• PROBLEM TO WORK ON:
In the forum thread below about Diamond pet foods, list the brands that meggels names in parentheses in the opening post.

• QUOTED PASSAGE:
* * *
# More Diamond stuff...



## meggels (May 30, 2010)

Anyone who feeds a Diamond food (Diamond, Taste of the Wild, Chicken Soup, Premium Edge, Canidae): I've learned from two stores that distribution of all lines and sku's of Diamond foods has been halted. Both stores were down to the bare minimum of these brands and have had to begin switching customers to other brands. I would check with your local stores to see what they have left and think about a possible mandatory switch if you can't find your food 

Apparently this is only an east coast issue because of where the plant was located but would be curious to see what people from other parts of the country know about this


----------



## xellil (Apr 4, 2011)

meggels said:


> Anyone who feeds a Diamond food (Diamond, Taste of the Wild, Chicken Soup, Premium Edge, Canidae): I've learned from two stores that distribution of all lines and sku's of Diamond foods has been halted. Both stores were down to the bare minimum of these brands and have had to begin switching customers to other brands. I would check with your local stores to see what they have left and think about a possible mandatory switch if you can't find your food
> 
> Apparently this is only an east coast issue because of where the plant was located but would be curious to see what people from other parts of the country know about this



I wouldn't recommend buying one of the last few bags of dog food, either.

Sorry to hear that because when I was feeding dry my dogs did best on Premium Edge even though it's not a five star food.


----------



## NotAChampionFan (Apr 6, 2012)

xellil said:


> I wouldn't recommend buying one of the last few bags of dog food, either.
> 
> Sorry to hear that because when I was feeding dry my dogs did best on Premium Edge even though it's not a five star food.


What do the stars matter?


----------



## xellil (Apr 4, 2011)

NotAChampionFan said:


> What do the stars matter?


It had some ingredients I wouldn't my dogs get near today.

oatmeal, rice, barley, millet, rice AGAIN, potatoes, mixed tocopherols, first ingredient lamb is wet weight, etc. etc.

The did the best on it of most of the other foods I tried - they didn't do great on it which was why I started switching.


----------



## bett (Mar 15, 2012)

it was the south carolina plant and i've already switched.
after my 3 got sick and diamond only wants to hear "salmonella".
wasn't salmonella but each one had severe intestinal stuff going on.
i'm still in contact with diamond, for whatever it's worth, and the fda.


----------



## binki (Apr 28, 2012)

*Diamond cat food*

Is the Diamond cat food on the recall???


----------



## doggiedad (Jan 23, 2011)

there's a voluntary recall on Lamb and Rice Formula in 12 states.
there's a voluntary recall on Chicken Soup For Pet Lovers Soul
and Adult Light Formula in 10 states.


----------



## bett (Mar 15, 2012)

here's a list of diamond made foods:solid gold, canidae, natural balance, kirkland, chicken soup..., taste of the wild, solid gold, nutria gold


----------



## StellaLucyDesi (Oct 29, 2008)
* * *
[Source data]
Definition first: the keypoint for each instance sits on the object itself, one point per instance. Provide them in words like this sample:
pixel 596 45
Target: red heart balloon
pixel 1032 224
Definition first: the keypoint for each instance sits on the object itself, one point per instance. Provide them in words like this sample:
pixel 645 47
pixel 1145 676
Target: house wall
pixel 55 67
* * *
• WRITTEN RESPONSE:
Diamond, Taste of the Wild, Chicken Soup, Premium Edge, Canidae